TASK TO CARRY OUT: Pull out every line in the rows below that contains the word "just", treating uppercase and lowercase as different.

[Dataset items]
+++

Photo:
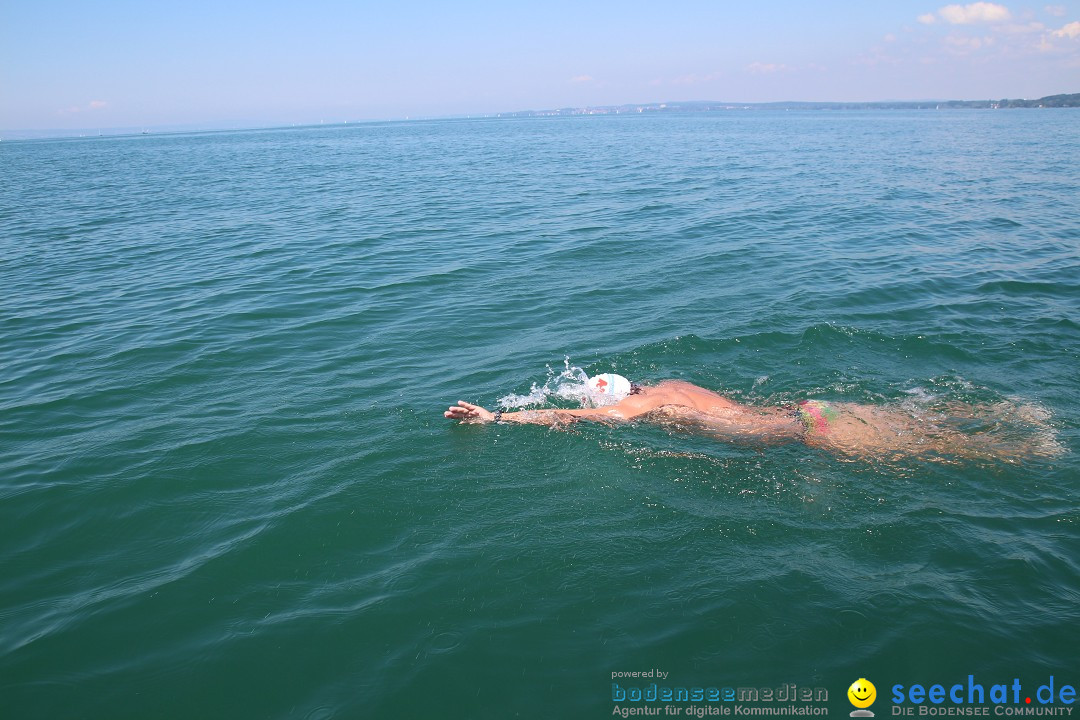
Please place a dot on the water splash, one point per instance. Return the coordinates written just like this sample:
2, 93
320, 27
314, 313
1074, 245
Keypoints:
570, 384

+++

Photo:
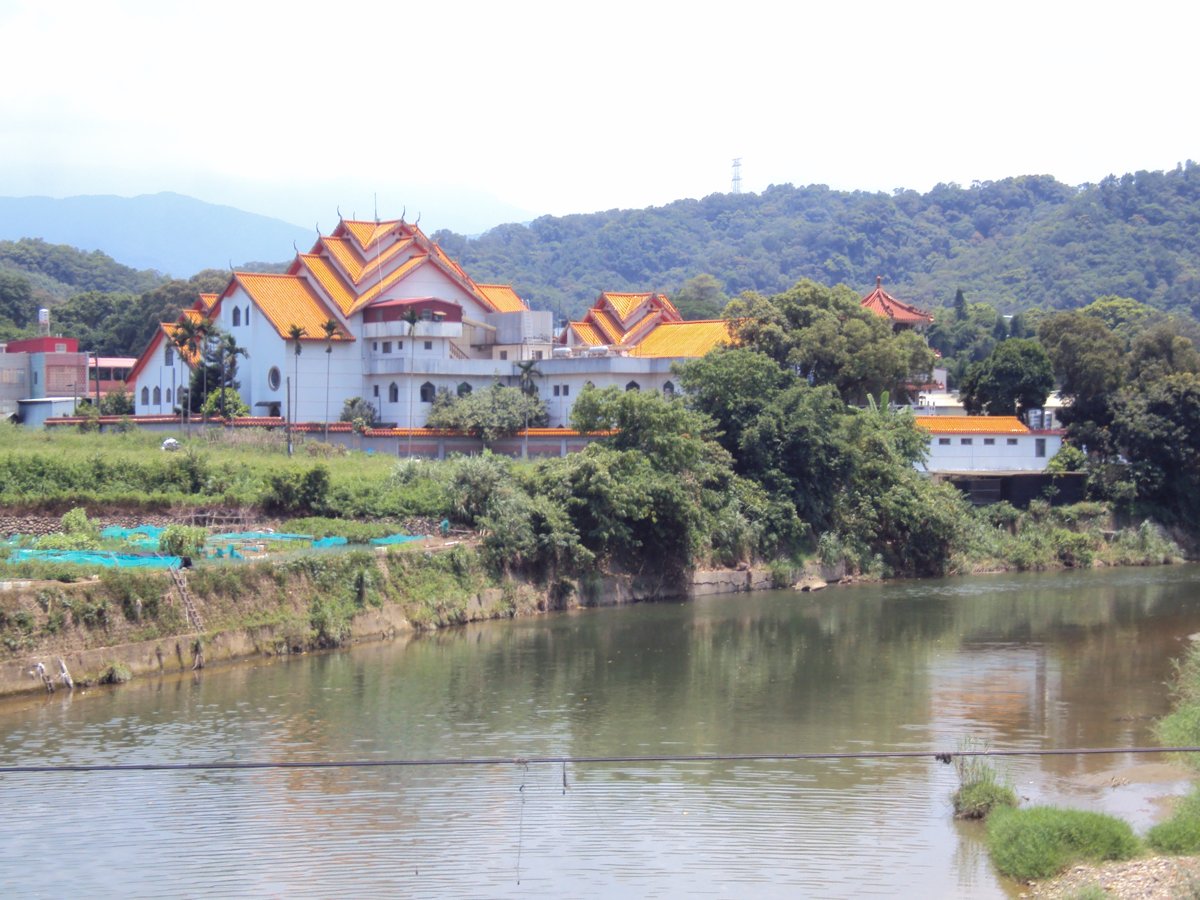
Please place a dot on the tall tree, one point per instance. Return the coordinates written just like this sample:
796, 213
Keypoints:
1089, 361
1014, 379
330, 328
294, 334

+++

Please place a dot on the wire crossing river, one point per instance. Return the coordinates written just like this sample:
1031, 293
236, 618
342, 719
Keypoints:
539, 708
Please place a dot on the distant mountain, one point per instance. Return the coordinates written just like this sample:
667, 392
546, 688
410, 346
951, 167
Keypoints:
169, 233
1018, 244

+++

ANSWER TO THE PROBLEM:
Please place a dot on the water splash, one point per instance. Return the coordinates written just like this sample:
Please place a dot on the tall tree, one point per instance. Return the coordinates written just like this sample:
Please place a dot on the wire crossing river, one point per instance. Return the coordinates written just like this sample:
Please place a dot on the distant mountain, one point per instance. Return the coordinates written just like this sample:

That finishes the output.